• [THE PROBLEM] Rewrite every line of the rows below as a Markdown table with the columns Number and Line, numbering the lines in order and skipping blank lines. Leave the pictures out of the table.

• [DATASET RECORDS]

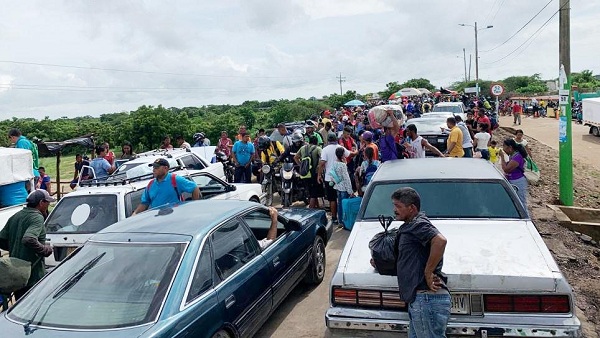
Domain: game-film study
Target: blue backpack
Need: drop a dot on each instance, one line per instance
(369, 172)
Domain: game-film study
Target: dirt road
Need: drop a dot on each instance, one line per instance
(586, 147)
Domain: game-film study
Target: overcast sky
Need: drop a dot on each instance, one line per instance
(73, 58)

• [RESULT FOR THIS TASK]
| Number | Line |
|---|---|
| 1 | Domain: game-film study |
| 2 | Target: blue backpack |
| 3 | Need: drop a dot on each instance, one line per instance |
| 4 | (369, 172) |
| 5 | Domain: game-film study |
| 6 | Target: dirt road |
| 7 | Need: drop a dot on each instance, one line per instance |
| 8 | (586, 147) |
| 9 | Domain: game-film study |
| 10 | Target: overcast sky |
| 11 | Need: drop a dot on each instance, one line per instance |
| 12 | (73, 58) |